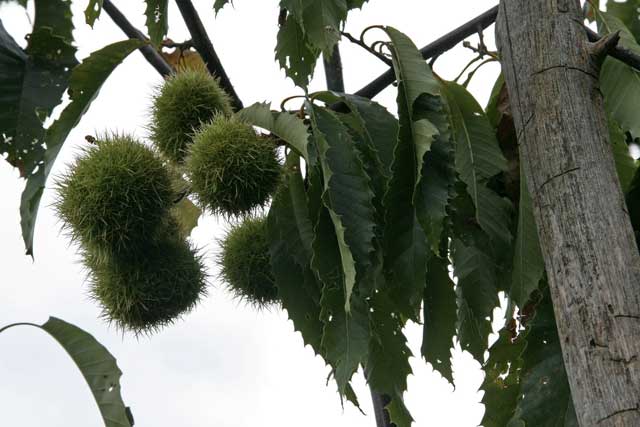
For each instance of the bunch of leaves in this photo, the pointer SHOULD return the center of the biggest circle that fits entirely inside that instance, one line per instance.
(181, 105)
(365, 228)
(37, 77)
(244, 263)
(232, 170)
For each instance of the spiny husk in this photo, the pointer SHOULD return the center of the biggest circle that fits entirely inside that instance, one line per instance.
(145, 293)
(233, 170)
(244, 263)
(183, 102)
(115, 197)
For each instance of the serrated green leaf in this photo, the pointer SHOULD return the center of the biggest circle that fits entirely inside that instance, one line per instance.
(97, 365)
(501, 384)
(619, 82)
(478, 158)
(322, 21)
(297, 288)
(628, 12)
(347, 195)
(528, 264)
(388, 364)
(625, 164)
(346, 334)
(288, 127)
(477, 296)
(92, 12)
(545, 398)
(157, 19)
(439, 318)
(415, 82)
(35, 80)
(294, 54)
(84, 83)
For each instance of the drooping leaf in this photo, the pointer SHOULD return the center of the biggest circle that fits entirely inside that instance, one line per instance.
(98, 367)
(294, 54)
(439, 317)
(346, 334)
(84, 83)
(294, 281)
(288, 127)
(347, 195)
(388, 363)
(501, 384)
(478, 158)
(625, 164)
(620, 83)
(157, 19)
(528, 264)
(477, 296)
(544, 395)
(92, 12)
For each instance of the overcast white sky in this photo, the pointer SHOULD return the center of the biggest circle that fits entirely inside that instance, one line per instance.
(224, 364)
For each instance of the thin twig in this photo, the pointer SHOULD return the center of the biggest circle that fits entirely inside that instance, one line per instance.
(151, 55)
(618, 52)
(438, 47)
(203, 45)
(333, 70)
(363, 45)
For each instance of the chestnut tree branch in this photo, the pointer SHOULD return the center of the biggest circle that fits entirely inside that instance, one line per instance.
(203, 45)
(151, 55)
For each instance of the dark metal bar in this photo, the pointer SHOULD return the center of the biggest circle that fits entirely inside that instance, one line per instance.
(151, 55)
(436, 48)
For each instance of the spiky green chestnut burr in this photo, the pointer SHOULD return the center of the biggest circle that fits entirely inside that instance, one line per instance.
(244, 263)
(183, 102)
(142, 294)
(232, 170)
(115, 197)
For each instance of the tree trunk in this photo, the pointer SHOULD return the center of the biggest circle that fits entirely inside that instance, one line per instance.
(586, 237)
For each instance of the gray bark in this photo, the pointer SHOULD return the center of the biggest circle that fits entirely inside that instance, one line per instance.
(586, 237)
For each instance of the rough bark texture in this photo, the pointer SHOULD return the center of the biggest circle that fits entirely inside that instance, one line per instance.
(587, 241)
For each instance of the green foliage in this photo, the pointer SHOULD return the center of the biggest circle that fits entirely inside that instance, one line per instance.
(97, 365)
(244, 263)
(146, 292)
(347, 195)
(92, 12)
(180, 106)
(285, 126)
(157, 19)
(526, 383)
(233, 171)
(528, 264)
(619, 82)
(116, 197)
(309, 28)
(478, 158)
(439, 317)
(35, 80)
####################
▶ _Zadanie do wykonania_
Zapisz wszystkie powyższe wiersze jako listę JSON złożoną z ciągów znaków, po jednym elemencie na każdy wiersz, z pominięciem pustych wierszy. Obrazów nie umieszczaj w odpowiedzi.

▶ _Rozwiązanie zadania_
[
  "For each instance of the bunch of leaves in this photo, the pointer SHOULD return the center of the biggest circle that fits entirely inside that instance, one line per instance.",
  "(181, 105)",
  "(365, 228)",
  "(37, 77)",
  "(244, 263)",
  "(232, 170)",
  "For each instance of the spiny husk in this photo, the pointer SHOULD return the center of the biggest circle that fits entirely inside that instance, one line per instance.",
  "(145, 293)",
  "(233, 170)",
  "(244, 263)",
  "(183, 102)",
  "(115, 197)",
  "For each instance of the serrated green leaf in this photo, the pointer SHOULD return the center of the biggest circle that fits entirely inside that instance, one line per instance.",
  "(97, 365)",
  "(501, 384)",
  "(619, 82)",
  "(478, 158)",
  "(322, 21)",
  "(297, 288)",
  "(628, 12)",
  "(347, 195)",
  "(528, 264)",
  "(388, 364)",
  "(625, 164)",
  "(346, 334)",
  "(288, 127)",
  "(477, 296)",
  "(92, 12)",
  "(545, 398)",
  "(157, 19)",
  "(439, 318)",
  "(415, 82)",
  "(35, 80)",
  "(294, 54)",
  "(84, 83)",
  "For each instance of the drooping leaf in this photo, the pointer SHOULD return the center of the biggest circle that fits entirely inside that instance, one line per instance.",
  "(98, 367)",
  "(294, 54)",
  "(439, 317)",
  "(346, 334)",
  "(84, 83)",
  "(294, 281)",
  "(288, 127)",
  "(347, 195)",
  "(388, 363)",
  "(501, 384)",
  "(478, 158)",
  "(625, 164)",
  "(620, 83)",
  "(157, 19)",
  "(528, 264)",
  "(477, 296)",
  "(544, 395)",
  "(92, 12)",
  "For each instance of the overcast white sky in this photo, the pointer SHOULD return the center of the biggest circle that fits entirely inside that instance, one line per instance.",
  "(224, 364)",
  "For each instance of the thin twig in this photo, the pointer SHOULD return the center of the biggest circle that fits entirely inside that instance, one line per instance.",
  "(151, 55)",
  "(618, 52)",
  "(438, 47)",
  "(203, 45)",
  "(333, 70)",
  "(363, 45)",
  "For each instance of the chestnut tree branch in this photo, the pointer SHOULD return the center of the biggest circle that fits entirely inside that instance, one line per instance.",
  "(203, 45)",
  "(151, 55)",
  "For each instance of the dark metal bar in this photo, the pointer SHOULD return the center of the biggest circle that fits entirely inside that instance, one line per instance.",
  "(151, 55)",
  "(436, 48)",
  "For each instance of the spiky green chestnut burr in this photo, the pointer SHOULD return the center of the biggest circle that fits entirely inside that instance, one line per instance.",
  "(244, 263)",
  "(183, 102)",
  "(142, 294)",
  "(232, 170)",
  "(115, 197)",
  "For each instance of the tree trunk in this photo, the pointer SHOULD return the center of the biggest circle that fits entirely inside that instance, one line per instance.",
  "(586, 237)",
  "For each instance of the gray bark in this photo, the pointer SHOULD return the center of the biggest circle that fits entirely inside that instance, one line per instance.",
  "(586, 237)",
  "For each instance of the rough bark texture in this photo, the pointer SHOULD return the center of the biggest circle that fits entirely inside that instance, one line per instance.",
  "(587, 241)",
  "For each instance of the green foliage in this photo, the pointer SHOULD return the center of the biggest circle that fits entirely inside that instance, one line per instance.",
  "(97, 365)",
  "(244, 263)",
  "(146, 292)",
  "(347, 195)",
  "(92, 12)",
  "(180, 106)",
  "(285, 126)",
  "(157, 19)",
  "(526, 383)",
  "(233, 171)",
  "(528, 264)",
  "(619, 82)",
  "(116, 197)",
  "(309, 28)",
  "(478, 158)",
  "(439, 317)",
  "(35, 80)"
]